Give every line of the data again, unchanged, but with no pictures.
▬▬▬
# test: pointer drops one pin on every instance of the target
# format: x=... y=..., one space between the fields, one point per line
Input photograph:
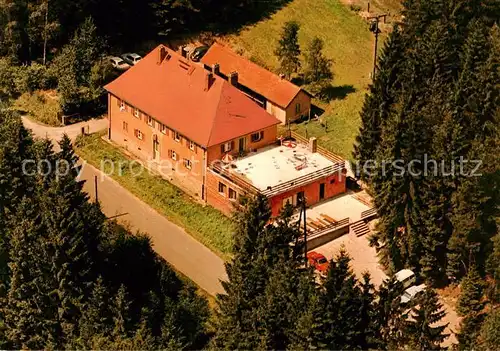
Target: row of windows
x=186 y=162
x=231 y=194
x=254 y=137
x=151 y=122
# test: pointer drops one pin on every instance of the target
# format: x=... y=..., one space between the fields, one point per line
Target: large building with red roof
x=180 y=117
x=194 y=126
x=278 y=96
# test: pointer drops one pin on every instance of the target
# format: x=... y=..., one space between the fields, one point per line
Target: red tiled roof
x=173 y=93
x=272 y=87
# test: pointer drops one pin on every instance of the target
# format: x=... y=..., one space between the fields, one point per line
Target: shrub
x=42 y=108
x=7 y=86
x=355 y=8
x=28 y=79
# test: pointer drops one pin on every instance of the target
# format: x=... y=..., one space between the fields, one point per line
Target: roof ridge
x=216 y=109
x=234 y=54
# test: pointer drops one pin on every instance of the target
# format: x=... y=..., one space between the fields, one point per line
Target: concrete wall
x=126 y=136
x=305 y=106
x=334 y=185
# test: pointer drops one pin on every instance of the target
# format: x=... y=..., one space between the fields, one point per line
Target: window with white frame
x=226 y=147
x=222 y=188
x=288 y=200
x=173 y=154
x=255 y=137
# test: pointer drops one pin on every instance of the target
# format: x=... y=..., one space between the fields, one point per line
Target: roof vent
x=233 y=78
x=209 y=79
x=162 y=54
x=216 y=69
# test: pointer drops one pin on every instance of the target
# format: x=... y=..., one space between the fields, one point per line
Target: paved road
x=171 y=242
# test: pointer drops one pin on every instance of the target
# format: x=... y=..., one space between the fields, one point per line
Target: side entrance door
x=241 y=145
x=322 y=191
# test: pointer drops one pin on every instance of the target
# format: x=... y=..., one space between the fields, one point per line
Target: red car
x=318 y=261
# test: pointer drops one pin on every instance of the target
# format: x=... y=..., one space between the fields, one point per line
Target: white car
x=406 y=277
x=411 y=293
x=131 y=58
x=118 y=63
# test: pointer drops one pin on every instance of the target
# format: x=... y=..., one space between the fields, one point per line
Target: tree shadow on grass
x=336 y=93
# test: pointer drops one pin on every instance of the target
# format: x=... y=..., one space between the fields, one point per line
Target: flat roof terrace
x=275 y=169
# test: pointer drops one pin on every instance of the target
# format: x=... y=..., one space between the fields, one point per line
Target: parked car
x=131 y=58
x=198 y=53
x=318 y=261
x=411 y=293
x=406 y=277
x=118 y=63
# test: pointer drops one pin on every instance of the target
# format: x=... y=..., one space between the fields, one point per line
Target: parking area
x=364 y=257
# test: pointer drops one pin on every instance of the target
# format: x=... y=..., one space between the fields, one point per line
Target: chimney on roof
x=216 y=69
x=209 y=79
x=233 y=78
x=162 y=54
x=313 y=144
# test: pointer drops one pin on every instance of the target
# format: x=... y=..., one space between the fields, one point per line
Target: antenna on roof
x=162 y=54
▬▬▬
**RESPONSE TO THE TASK**
# test: pointer drops one pin on every instance of the target
# format: x=... y=..., one space between the fields, one point per line
Input photograph:
Target: row of windows
x=186 y=162
x=231 y=194
x=254 y=137
x=151 y=122
# test: pointer drops one pin on every instance of the target
# format: x=... y=..., one space between the fields, one point per line
Target: large building with red roof
x=180 y=117
x=194 y=126
x=278 y=96
# test: pointer drops one pin on every instance of the target
# format: x=... y=..., one space between the fields, one point per line
Target: red tiled roof
x=173 y=93
x=272 y=87
# test: pointer drops one pin on every instance of the target
# format: x=... y=..., one space between the fields, one point per line
Target: shrub
x=42 y=108
x=7 y=86
x=355 y=8
x=28 y=79
# test: pointer drops one pin on every instance of the target
# format: x=... y=..., one space between the fields, one point per line
Target: roof ridge
x=216 y=109
x=234 y=54
# test: pointer drops one pin on every instance of the target
# format: x=... y=..., one space between the fields, one point per line
Target: concrete wall
x=126 y=136
x=305 y=106
x=334 y=185
# test: pointer drops one pin on every instance of the target
# format: x=... y=..., one space between the fields, one point per line
Target: window with white frame
x=226 y=147
x=222 y=188
x=288 y=200
x=173 y=154
x=255 y=137
# test: pointer drops one pin on every instance of the target
# format: x=... y=..., one space between the fields, one point per line
Target: roof vent
x=233 y=78
x=209 y=79
x=162 y=54
x=216 y=69
# test: pointer drops one pin on every instance of the target
# format: x=... y=..., one space between the fields, one point per line
Target: paved road
x=171 y=242
# test: pointer drops one pin on every instance of the target
# format: x=... y=..., one space between the fields, one point per line
Target: side entrance door
x=241 y=145
x=322 y=191
# test: pointer drops one pin on every instance of the target
# format: x=... y=..., one space between the fields, one point per line
Target: red car
x=318 y=261
# test: pointer drops one pin on every instance of the target
# format: x=... y=..., one space between the fields, one point per line
Target: white car
x=406 y=277
x=411 y=293
x=131 y=58
x=118 y=63
# test: pointer drops one pin on every instance of the target
# format: x=... y=..., one space between the fields, one point per line
Target: tree shadow on grass
x=336 y=93
# test: pointer drops one pin on every instance of the target
# format: x=... y=..., one space between the fields, one point per line
Target: flat roof terrace
x=275 y=169
# test: pointer drops one pin on every instance of the target
# format: x=... y=..., one space between the fields, one point per line
Target: parked car
x=131 y=58
x=198 y=53
x=318 y=261
x=411 y=293
x=406 y=277
x=118 y=63
# test: pointer drops one pin on every instance of the target
# format: x=... y=..., one space between the fields, one point per line
Target: parking area
x=364 y=257
# test: pointer drops one pin on every instance of the target
# format: x=... y=..., one space between the fields, one point per line
Target: chimney on roof
x=216 y=69
x=209 y=79
x=233 y=78
x=162 y=54
x=313 y=144
# test: pointer drops one pin on every instance of the target
# format: x=... y=..., one space between the fields, one point per line
Target: antenna on roof
x=162 y=54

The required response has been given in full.